### KUTIPAN BACAAN

____________________

Menteri Kesehatan Budi Gunadi Sadikin mengungkapkan bahwa beban Program Jaminan Kesehatan Nasional (JKN) yang dikelola BPJS Kesehatan selalu lebih besar dari pendapatannya sejak 2014. Hal itu ia sampaikan dalam rapat kerja dengan Komisi IX DPR.
"Emang BPJS (Kesehatan) itu nggak pernah sustainable, dia positif karena dinaikin iuran. Jadi kenaikan iuran itu selalu telat, dan minus, minus, minus, naikin," kata Budi, Kamis (13/11/2025).
Menurutnya, BPJS sempat mencatat surplus pendapatan pada 2019 dan tahun-tahun pandemi karena pemanfaatan layanan menurun. Namun tren defisit kembali terlihat sejak 2023 hingga 2025.
Data iuran vs beban BPJS Kesehatan
- 2014 - Iuran: Rp 40,7 T | Beban: Rp 42,7 T
- 2015 - Iuran: Rp 52,8 T | Beban: Rp 57,1 T
- 2016 - Iuran: Rp 67,4 T | Beban: Rp 67,3 T
- 2017 - Iuran: Rp 74,3 T | Beban: Rp 84,4 T
- 2018 - Iuran: Rp 85,4 T | Beban: Rp 94,3 T
- 2019 - Iuran: Rp 111,8 T | Beban: Rp 108,5 T
- 2020 - Iuran: Rp 139,9 T | Beban: Rp 95,5 T
- 2021 - Iuran: Rp 143,3 T | Beban: Rp 90,3 T
- 2022 - Iuran: Rp 144,0 T | Beban: Rp 113,5 T
- 2023 - Iuran: Rp 151,7 T | Beban: Rp 158,9 T
- 2024 - Iuran: Rp 165,3 T | Beban: Rp 175,1 T
- 2025 (s.d. September) - Iuran: Rp 129,9 T | Beban: Rp 139,4 T
Budi menegaskan bahwa keberlanjutan pembiayaan BPJS Kesehatan perlu dijaga, sambil mengingatkan bahwa iuran BPJS "sangat-sangat murah dan menguntungkan masyarakat." Ke depan, pemerintah mendorong agar mekanisme iuran lebih efisien melalui penerapan kelas rawat inap standar.
"Supaya BPJS itu fokusnya ke yang bawah aja. Nggak perlu urus yang kaya-kaya karena kelas 1 itu biayanya diambil swasta. Jadi kita tanda tangan dengan OJK untuk combine benefit," jelasnya.
Dalam kesempatan yang sama, Ketua Dewan Jaminan Sosial Nasional (DJSN) Nunung Nuryartono menambahkan, jumlah peserta terdaftar JKN kini mencapai 281,88 juta jiwa atau 98,3 persen dari penduduk Indonesia. Namun, peserta aktif hanya 228,67 juta jiwa atau 79,8 persen.
Menurut Nunung, rata-rata klaim bulanan pada 2025 telah mencapai Rp 16,75 triliun, naik lima kali lipat dibanding 2014. Kenaikan ini terjadi seiring meningkatnya utilisasi dan akses pelayanan kesehatan masyarakat.
Ia memperingatkan bahwa tanpa perubahan kebijakan seperti manfaat, tarif layanan, atau iuran, defisit BPJS Kesehatan akan terus melebar. Dalam Peraturan Pemerintah (PP) Nomor 53 Tahun 2018, pemerintah dapat mengambil tindakan khusus ketika aset jaminan sosial kesehatan bernilai negatif.
"Paling sedikit dilakukan melalui penyesuaian besaran iuran sesuai ketentuan; atau pemberian suntikan dana tambahan," ujarnya.

____________________

Data pelandasan frasa
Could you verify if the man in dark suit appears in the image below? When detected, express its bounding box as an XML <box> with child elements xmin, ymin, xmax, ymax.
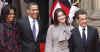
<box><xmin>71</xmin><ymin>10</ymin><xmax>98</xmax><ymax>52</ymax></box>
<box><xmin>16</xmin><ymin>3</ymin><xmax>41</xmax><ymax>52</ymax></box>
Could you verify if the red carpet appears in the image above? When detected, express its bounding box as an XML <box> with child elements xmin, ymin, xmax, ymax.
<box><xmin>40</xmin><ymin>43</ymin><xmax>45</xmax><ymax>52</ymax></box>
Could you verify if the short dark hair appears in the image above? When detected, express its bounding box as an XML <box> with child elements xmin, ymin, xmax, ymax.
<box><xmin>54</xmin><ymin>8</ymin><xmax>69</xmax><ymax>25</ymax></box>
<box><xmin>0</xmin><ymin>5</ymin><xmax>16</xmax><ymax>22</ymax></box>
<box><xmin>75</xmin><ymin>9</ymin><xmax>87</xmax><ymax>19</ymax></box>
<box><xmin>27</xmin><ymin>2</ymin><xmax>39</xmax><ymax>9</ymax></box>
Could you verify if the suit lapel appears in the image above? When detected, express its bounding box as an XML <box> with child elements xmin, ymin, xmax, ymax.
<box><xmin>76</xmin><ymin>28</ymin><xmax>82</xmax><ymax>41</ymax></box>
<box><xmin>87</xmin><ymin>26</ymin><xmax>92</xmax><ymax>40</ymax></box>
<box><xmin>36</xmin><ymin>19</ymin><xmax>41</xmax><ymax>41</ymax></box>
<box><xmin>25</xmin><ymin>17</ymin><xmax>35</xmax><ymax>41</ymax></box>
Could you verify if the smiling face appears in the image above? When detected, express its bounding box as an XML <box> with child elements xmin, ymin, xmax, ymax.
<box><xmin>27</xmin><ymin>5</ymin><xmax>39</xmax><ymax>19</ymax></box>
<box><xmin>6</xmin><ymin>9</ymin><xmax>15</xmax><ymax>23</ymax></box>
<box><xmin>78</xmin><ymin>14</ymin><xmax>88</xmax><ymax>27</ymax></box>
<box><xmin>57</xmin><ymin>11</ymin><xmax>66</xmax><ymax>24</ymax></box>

____________________

### PERINTAH TUGAS
Tolong nyatakan apakah tiap pernyataan di bawah ini sesuai dengan kutipan bacaan, dengan jawaban ya atau tidak disertai kutipan kata-kata penentunya secara persis.
1. BPJS Kesehatan mencatat surplus pendapatan pada 2019.
2. Peserta aktif JKN mencapai 98,3 persen dari penduduk Indonesia.
3. Rata-rata klaim bulanan pada 2025 naik lima kali lipat dibanding 2014.
Entri tersebut tidak berhubungan dengan kutipan bacaan.

### HASIL LATIHAN
1. Ya: "BPJS sempat mencatat surplus pendapatan pada 2019"
2. Tidak: "peserta aktif hanya 228,67 juta jiwa atau 79,8 persen"
3. Ya: "rata-rata klaim bulanan pada 2025 telah mencapai Rp 16,75 triliun, naik lima kali lipat dibanding 2014"